**Problem details**
Every line of the data is to be reproduced exactly.

(Information shown Opens)

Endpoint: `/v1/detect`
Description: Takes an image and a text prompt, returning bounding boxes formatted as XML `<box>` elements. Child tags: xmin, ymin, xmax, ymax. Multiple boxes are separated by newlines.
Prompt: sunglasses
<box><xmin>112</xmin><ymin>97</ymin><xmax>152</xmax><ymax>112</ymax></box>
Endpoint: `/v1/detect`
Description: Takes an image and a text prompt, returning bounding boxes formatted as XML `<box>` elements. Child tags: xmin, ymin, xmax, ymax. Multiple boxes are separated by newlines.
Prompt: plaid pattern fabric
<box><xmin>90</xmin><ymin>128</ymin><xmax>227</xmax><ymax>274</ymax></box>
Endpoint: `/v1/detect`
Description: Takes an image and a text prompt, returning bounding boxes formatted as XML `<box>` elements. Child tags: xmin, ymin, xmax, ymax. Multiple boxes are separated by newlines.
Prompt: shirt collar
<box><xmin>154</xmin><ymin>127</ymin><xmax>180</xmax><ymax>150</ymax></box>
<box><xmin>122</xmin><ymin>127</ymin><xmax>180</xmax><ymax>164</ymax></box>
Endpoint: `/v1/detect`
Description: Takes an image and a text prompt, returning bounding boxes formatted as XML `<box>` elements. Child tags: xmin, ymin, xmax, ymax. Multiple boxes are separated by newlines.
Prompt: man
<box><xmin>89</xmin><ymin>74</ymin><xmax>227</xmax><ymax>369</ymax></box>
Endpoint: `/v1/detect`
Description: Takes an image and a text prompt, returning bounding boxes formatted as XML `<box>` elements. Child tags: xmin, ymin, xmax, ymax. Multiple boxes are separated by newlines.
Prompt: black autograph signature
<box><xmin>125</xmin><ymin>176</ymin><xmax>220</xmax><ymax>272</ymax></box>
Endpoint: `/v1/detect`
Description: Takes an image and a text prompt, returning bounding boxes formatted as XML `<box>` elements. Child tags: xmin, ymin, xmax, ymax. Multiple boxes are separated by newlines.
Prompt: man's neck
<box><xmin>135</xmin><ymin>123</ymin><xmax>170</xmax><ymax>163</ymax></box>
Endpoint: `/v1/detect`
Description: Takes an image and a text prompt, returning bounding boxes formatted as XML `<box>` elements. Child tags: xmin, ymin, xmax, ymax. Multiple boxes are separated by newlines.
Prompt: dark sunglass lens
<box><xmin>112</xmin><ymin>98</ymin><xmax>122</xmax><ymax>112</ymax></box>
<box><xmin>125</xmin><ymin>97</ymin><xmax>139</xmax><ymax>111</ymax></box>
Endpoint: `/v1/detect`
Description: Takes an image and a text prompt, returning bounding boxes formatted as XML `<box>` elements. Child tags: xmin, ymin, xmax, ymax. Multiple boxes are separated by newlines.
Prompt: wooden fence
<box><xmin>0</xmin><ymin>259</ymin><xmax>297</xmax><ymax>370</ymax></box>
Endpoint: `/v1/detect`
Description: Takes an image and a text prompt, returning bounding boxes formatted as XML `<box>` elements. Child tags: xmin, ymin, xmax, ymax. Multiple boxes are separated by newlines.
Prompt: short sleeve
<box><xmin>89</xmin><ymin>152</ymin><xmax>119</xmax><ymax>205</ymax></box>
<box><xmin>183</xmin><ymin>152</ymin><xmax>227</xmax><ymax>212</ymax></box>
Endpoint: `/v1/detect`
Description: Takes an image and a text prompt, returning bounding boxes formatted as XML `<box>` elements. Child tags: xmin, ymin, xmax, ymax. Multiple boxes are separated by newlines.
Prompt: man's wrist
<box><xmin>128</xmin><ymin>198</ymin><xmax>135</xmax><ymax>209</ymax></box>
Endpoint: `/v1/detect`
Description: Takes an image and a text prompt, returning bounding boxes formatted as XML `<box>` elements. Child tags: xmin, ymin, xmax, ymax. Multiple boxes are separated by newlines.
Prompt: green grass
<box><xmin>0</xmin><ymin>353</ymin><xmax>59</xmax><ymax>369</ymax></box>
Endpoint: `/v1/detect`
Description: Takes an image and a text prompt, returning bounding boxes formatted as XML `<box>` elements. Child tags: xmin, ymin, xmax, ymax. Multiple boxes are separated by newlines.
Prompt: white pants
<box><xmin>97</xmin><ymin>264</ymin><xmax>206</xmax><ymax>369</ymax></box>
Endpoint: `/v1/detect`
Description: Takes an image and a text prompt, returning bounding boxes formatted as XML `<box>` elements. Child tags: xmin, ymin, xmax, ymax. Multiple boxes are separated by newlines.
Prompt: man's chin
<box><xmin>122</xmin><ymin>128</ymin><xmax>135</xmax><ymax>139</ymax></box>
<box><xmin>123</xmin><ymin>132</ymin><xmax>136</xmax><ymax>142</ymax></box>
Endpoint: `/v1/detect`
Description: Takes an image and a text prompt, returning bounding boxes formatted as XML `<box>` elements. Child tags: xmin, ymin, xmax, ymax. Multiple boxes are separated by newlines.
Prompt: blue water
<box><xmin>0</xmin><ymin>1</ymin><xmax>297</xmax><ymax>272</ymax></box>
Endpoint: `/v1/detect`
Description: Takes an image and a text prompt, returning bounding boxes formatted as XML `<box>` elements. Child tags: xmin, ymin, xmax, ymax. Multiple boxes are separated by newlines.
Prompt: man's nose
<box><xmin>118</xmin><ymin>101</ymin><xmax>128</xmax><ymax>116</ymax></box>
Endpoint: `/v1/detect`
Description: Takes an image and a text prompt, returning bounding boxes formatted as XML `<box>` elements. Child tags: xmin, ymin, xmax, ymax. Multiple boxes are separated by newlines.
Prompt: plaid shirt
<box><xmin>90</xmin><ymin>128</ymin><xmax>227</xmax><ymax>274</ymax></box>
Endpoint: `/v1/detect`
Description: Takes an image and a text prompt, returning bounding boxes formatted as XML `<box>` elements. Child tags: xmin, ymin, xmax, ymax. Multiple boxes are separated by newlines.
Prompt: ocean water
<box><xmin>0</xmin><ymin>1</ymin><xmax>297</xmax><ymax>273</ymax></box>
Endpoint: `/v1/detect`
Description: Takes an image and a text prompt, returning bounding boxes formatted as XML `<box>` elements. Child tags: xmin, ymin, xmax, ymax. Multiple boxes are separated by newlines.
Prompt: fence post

(Information shown Closes)

**Output for this task**
Endpoint: `/v1/detect`
Description: Takes an image and a text prompt, returning bounding boxes formatted as XML `<box>` elements. Child tags: xmin, ymin, xmax, ymax. Multiple boxes are separated by newlines.
Prompt: sunglasses
<box><xmin>112</xmin><ymin>97</ymin><xmax>152</xmax><ymax>112</ymax></box>
Endpoint: `/v1/detect`
Description: Takes an image and a text prompt, returning bounding boxes formatted as XML `<box>` elements. Child tags: xmin, ymin, xmax, ymax. Multiple boxes are separated by newlines.
Prompt: plaid pattern fabric
<box><xmin>90</xmin><ymin>128</ymin><xmax>227</xmax><ymax>274</ymax></box>
Endpoint: `/v1/detect`
Description: Takes an image and a text prompt, returning bounding boxes formatted as XML `<box>` elements. Child tags: xmin, ymin, xmax, ymax. Multiple boxes are separated by newlines.
Prompt: shirt collar
<box><xmin>154</xmin><ymin>127</ymin><xmax>180</xmax><ymax>150</ymax></box>
<box><xmin>122</xmin><ymin>127</ymin><xmax>180</xmax><ymax>164</ymax></box>
Endpoint: `/v1/detect`
Description: Takes an image and a text prompt, returning bounding boxes formatted as XML `<box>` elements. Child tags: xmin, ymin, xmax, ymax. Multiple boxes are separated by newlines.
Prompt: man
<box><xmin>89</xmin><ymin>74</ymin><xmax>227</xmax><ymax>369</ymax></box>
Endpoint: `/v1/detect`
Description: Takes an image and a text prompt, returning bounding boxes formatted as XML `<box>` elements. Child tags: xmin, ymin, xmax, ymax. Multiple boxes are separated by newlines.
Prompt: black autograph signature
<box><xmin>125</xmin><ymin>176</ymin><xmax>220</xmax><ymax>272</ymax></box>
Endpoint: `/v1/detect`
Description: Takes an image and a text prompt, returning bounding boxes formatted as XML `<box>` elements. Child tags: xmin, ymin, xmax, ymax. Multiple boxes are separated by newlines.
Prompt: man's neck
<box><xmin>135</xmin><ymin>123</ymin><xmax>170</xmax><ymax>163</ymax></box>
Endpoint: `/v1/detect`
Description: Takes an image and a text prompt, returning bounding boxes formatted as XML `<box>` elements. Child tags: xmin, ymin, xmax, ymax. Multiple boxes are separated by newlines.
Prompt: dark sunglass lens
<box><xmin>112</xmin><ymin>98</ymin><xmax>122</xmax><ymax>112</ymax></box>
<box><xmin>125</xmin><ymin>97</ymin><xmax>139</xmax><ymax>111</ymax></box>
Endpoint: `/v1/detect`
Description: Takes an image and a text prompt, returning bounding boxes formatted as XML `<box>` elements. Child tags: xmin, ymin, xmax, ymax. Multiple boxes are separated by newlines.
Prompt: wooden fence
<box><xmin>0</xmin><ymin>259</ymin><xmax>297</xmax><ymax>370</ymax></box>
Endpoint: `/v1/detect`
Description: Takes an image and a text prompt, returning bounding boxes formatted as XML `<box>` elements. Child tags: xmin, ymin, xmax, ymax. Multiple boxes are separated by newlines.
Prompt: short sleeve
<box><xmin>89</xmin><ymin>152</ymin><xmax>119</xmax><ymax>205</ymax></box>
<box><xmin>183</xmin><ymin>152</ymin><xmax>227</xmax><ymax>212</ymax></box>
Endpoint: `/v1/detect`
Description: Takes an image and a text prompt, returning bounding boxes formatted as XML `<box>` elements. Child tags: xmin, ymin, xmax, ymax. Multiple boxes are separated by newlines.
Prompt: man's wrist
<box><xmin>128</xmin><ymin>198</ymin><xmax>135</xmax><ymax>209</ymax></box>
Endpoint: `/v1/detect`
Description: Takes an image and a text prompt, returning bounding boxes formatted as XML `<box>` elements. Child tags: xmin, ymin, xmax, ymax. Multiple boxes are separated by newlines.
Prompt: green grass
<box><xmin>0</xmin><ymin>353</ymin><xmax>59</xmax><ymax>369</ymax></box>
Endpoint: `/v1/detect`
Description: Takes an image and a text prompt, returning bounding boxes formatted as XML `<box>` elements. Child tags: xmin, ymin, xmax, ymax. Multiple boxes are separated by newlines.
Prompt: white pants
<box><xmin>97</xmin><ymin>264</ymin><xmax>206</xmax><ymax>369</ymax></box>
Endpoint: `/v1/detect`
Description: Takes an image and a text prompt, returning bounding boxes formatted as XML `<box>` elements. Child tags: xmin, ymin, xmax, ymax. Multiple boxes are separated by newlines.
Prompt: man's chin
<box><xmin>122</xmin><ymin>128</ymin><xmax>135</xmax><ymax>139</ymax></box>
<box><xmin>123</xmin><ymin>132</ymin><xmax>136</xmax><ymax>142</ymax></box>
Endpoint: `/v1/detect`
Description: Takes an image and a text prompt, returning bounding boxes formatted as XML `<box>` elements. Child tags: xmin, ymin, xmax, ymax. Multiple boxes are separated by newlines.
Prompt: blue water
<box><xmin>0</xmin><ymin>1</ymin><xmax>297</xmax><ymax>272</ymax></box>
Endpoint: `/v1/detect`
Description: Takes an image and a text prompt, returning bounding boxes formatted as XML `<box>` elements. Child tags: xmin, ymin, xmax, ymax. Multiple boxes are separated by newlines.
Prompt: man's nose
<box><xmin>118</xmin><ymin>101</ymin><xmax>128</xmax><ymax>116</ymax></box>
Endpoint: `/v1/detect`
Description: Takes an image and a text prompt, returning bounding boxes formatted as XML `<box>` elements. Child tags: xmin, ymin, xmax, ymax. Multiple boxes are separated by newlines.
Prompt: plaid shirt
<box><xmin>90</xmin><ymin>128</ymin><xmax>227</xmax><ymax>274</ymax></box>
Endpoint: `/v1/detect`
Description: Takes an image and a text prompt, returning bounding boxes formatted as XML `<box>` elements. Child tags: xmin, ymin, xmax, ymax. Multiple boxes are separated by newlines.
Prompt: ocean water
<box><xmin>0</xmin><ymin>1</ymin><xmax>297</xmax><ymax>273</ymax></box>
Endpoint: `/v1/detect`
Description: Takes an image and a text prompt, returning bounding boxes formatted as XML `<box>` elements. Child tags: xmin, ymin, xmax, ymax. Multiple boxes are separated by newlines.
Prompt: fence post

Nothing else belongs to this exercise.